> _WHAT YOU SHOULD DO_: Filter out all lines without the word "head" from the data below, please, and copy the rest.

> _INPUT RECORDS_:

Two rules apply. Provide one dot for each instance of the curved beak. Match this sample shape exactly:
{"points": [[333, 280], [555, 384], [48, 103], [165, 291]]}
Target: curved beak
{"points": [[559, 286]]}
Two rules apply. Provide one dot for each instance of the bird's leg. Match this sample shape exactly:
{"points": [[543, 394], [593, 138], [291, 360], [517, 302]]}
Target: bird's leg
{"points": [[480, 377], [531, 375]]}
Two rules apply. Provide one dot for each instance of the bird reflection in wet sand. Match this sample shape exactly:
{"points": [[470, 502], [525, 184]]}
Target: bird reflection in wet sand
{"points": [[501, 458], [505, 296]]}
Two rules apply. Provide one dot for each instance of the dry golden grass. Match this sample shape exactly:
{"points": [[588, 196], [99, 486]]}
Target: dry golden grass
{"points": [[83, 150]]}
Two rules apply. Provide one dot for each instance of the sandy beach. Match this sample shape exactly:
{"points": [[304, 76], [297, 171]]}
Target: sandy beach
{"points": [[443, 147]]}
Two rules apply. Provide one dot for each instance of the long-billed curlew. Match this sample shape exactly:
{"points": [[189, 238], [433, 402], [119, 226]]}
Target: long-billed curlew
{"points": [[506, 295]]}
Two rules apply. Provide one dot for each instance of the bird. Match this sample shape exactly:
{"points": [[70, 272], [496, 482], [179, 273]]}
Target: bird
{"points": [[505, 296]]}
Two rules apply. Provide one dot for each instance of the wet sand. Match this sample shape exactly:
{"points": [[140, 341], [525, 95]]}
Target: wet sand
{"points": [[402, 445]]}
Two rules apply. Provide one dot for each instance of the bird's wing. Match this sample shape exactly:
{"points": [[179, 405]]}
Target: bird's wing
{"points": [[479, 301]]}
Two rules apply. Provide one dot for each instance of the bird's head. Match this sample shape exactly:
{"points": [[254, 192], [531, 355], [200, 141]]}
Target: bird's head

> _WRITTEN SOLUTION_:
Two rules apply. Provide one dot for each instance of the bird's head. Match this sample shape exactly:
Target: bird's head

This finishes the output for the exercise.